- [Task goal] Please write out the material that follows, exactly as it stands.

★ ★ ★ ★ ★

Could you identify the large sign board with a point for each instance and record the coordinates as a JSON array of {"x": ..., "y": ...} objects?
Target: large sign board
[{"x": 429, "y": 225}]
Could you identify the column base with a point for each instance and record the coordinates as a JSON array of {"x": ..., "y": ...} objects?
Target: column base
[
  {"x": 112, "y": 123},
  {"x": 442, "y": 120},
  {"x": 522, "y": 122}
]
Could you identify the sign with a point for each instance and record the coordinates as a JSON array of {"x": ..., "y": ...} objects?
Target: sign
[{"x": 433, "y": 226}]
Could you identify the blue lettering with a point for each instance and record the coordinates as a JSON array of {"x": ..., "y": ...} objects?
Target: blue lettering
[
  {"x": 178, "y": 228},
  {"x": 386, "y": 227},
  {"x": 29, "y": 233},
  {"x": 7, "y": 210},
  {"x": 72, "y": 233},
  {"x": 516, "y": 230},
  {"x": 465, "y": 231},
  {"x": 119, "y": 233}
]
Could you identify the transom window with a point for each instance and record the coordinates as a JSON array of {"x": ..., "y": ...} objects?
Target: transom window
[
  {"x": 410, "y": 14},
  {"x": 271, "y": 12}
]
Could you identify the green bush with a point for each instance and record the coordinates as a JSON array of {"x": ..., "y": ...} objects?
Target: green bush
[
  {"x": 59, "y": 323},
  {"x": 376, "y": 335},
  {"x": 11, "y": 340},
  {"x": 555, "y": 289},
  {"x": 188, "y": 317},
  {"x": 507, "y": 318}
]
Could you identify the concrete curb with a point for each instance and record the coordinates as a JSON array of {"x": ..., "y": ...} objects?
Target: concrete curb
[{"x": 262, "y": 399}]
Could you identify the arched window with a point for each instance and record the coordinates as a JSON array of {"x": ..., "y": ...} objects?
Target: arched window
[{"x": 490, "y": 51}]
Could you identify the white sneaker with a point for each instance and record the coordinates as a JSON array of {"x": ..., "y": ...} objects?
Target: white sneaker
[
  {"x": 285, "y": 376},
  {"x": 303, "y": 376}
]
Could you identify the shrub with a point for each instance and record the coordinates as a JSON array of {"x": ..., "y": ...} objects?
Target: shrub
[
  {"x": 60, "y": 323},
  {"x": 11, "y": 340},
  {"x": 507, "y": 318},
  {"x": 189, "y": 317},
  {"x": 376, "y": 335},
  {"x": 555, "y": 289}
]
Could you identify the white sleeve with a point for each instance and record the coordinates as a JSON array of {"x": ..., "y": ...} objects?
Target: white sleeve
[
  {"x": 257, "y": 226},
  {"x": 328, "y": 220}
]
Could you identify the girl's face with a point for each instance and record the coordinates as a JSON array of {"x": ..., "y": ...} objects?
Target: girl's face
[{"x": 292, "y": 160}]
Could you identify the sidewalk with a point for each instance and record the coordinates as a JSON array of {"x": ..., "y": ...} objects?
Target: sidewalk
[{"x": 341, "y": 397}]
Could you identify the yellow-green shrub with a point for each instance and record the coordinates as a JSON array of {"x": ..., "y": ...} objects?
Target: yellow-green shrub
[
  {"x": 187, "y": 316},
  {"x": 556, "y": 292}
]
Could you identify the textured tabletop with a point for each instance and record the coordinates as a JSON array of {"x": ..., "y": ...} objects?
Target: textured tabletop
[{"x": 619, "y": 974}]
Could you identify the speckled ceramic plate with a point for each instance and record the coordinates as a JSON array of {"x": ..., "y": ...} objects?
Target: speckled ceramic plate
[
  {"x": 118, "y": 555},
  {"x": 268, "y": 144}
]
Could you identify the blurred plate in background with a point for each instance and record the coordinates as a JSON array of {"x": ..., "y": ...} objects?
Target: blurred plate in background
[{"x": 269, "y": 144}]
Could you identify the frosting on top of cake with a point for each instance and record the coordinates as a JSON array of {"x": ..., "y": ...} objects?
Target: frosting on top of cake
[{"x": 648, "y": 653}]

★ ★ ★ ★ ★

- [Answer to this exercise]
Could you identify the large sign board with a point for each instance and record the coordinates as a JSON array of {"x": ..., "y": ...} objects?
Target: large sign board
[{"x": 429, "y": 225}]
Could you identify the column base with a point for each instance and record the coordinates as a JSON array of {"x": ..., "y": ...} objects?
Target: column base
[
  {"x": 112, "y": 123},
  {"x": 442, "y": 120},
  {"x": 522, "y": 122}
]
Could you identify the sign with a point for each instance and record the coordinates as a JSON array of {"x": ..., "y": ...} objects?
Target: sign
[{"x": 433, "y": 226}]
Could you identify the blue lettering with a point for each instance and record the coordinates as a JSON array of {"x": ..., "y": ...} objects?
Target: blue lettering
[
  {"x": 178, "y": 228},
  {"x": 386, "y": 227},
  {"x": 29, "y": 233},
  {"x": 7, "y": 210},
  {"x": 72, "y": 233},
  {"x": 516, "y": 230},
  {"x": 465, "y": 231},
  {"x": 119, "y": 233}
]
Could you identify the transom window with a point for each instance and record the coordinates as a JSON array of {"x": ..., "y": ...} objects?
Target: transom window
[
  {"x": 410, "y": 14},
  {"x": 271, "y": 12}
]
Could you identify the green bush with a point for each instance and record the coordinates as a JSON array of {"x": ..., "y": ...} objects?
Target: green bush
[
  {"x": 59, "y": 323},
  {"x": 376, "y": 335},
  {"x": 11, "y": 340},
  {"x": 555, "y": 289},
  {"x": 188, "y": 317},
  {"x": 507, "y": 318}
]
Could you identify the concrete curb with a point for each instance and record the coordinates as a JSON array of {"x": ..., "y": ...} objects?
Target: concrete curb
[{"x": 262, "y": 399}]
Could you identify the arched window with a point for each instance and record the coordinates as a JSON array of {"x": ..., "y": ...} objects?
Target: arched window
[{"x": 490, "y": 51}]
Could you identify the white sneaker with a point for each instance and record the coordinates as a JSON array of {"x": ..., "y": ...} objects?
Target: white sneaker
[
  {"x": 285, "y": 376},
  {"x": 303, "y": 376}
]
Could you identify the shrub with a point for each instance and record the coordinates as a JSON array of {"x": ..., "y": ...} objects?
Target: shrub
[
  {"x": 60, "y": 323},
  {"x": 11, "y": 340},
  {"x": 507, "y": 318},
  {"x": 189, "y": 317},
  {"x": 376, "y": 335},
  {"x": 555, "y": 289}
]
Could you identify the white sleeve with a point for each instance and record the coordinates as a JSON array of {"x": ..., "y": ...} objects?
Target: white sleeve
[
  {"x": 257, "y": 226},
  {"x": 328, "y": 220}
]
Could you identify the girl's face with a point for each instance and record the coordinates as a JSON array of {"x": ..., "y": ...} objects?
Target: girl's face
[{"x": 292, "y": 160}]
Could you identify the sidewalk with a point for each instance and record the coordinates as a JSON array of {"x": ..., "y": ...} objects?
Target: sidewalk
[{"x": 341, "y": 397}]
Could you identify the yellow-green shrub with a point for each instance and record the coordinates as a JSON array of {"x": ..., "y": ...} objects?
Target: yellow-green shrub
[
  {"x": 187, "y": 316},
  {"x": 556, "y": 292}
]
Could you identify the textured tabletop with a point for each instance and record the coordinates as a JSON array of {"x": ..., "y": ...} objects?
Target: textured tabletop
[{"x": 619, "y": 974}]
Could you identify the speckled ceramic plate with a point for each instance and record the coordinates as a JSON array of {"x": ..., "y": ...} objects?
Target: speckled ceramic plate
[
  {"x": 118, "y": 555},
  {"x": 268, "y": 144}
]
Could you identify the blurred plate in background with a point for each instance and record the coordinates as a JSON array of {"x": ..., "y": ...} objects?
Target: blurred plate in background
[{"x": 269, "y": 144}]
Could you identify the frosting on top of cake with a point for each instance and record the coordinates as a JSON array of {"x": ..., "y": ...} objects?
Target: frosting on top of cake
[{"x": 648, "y": 653}]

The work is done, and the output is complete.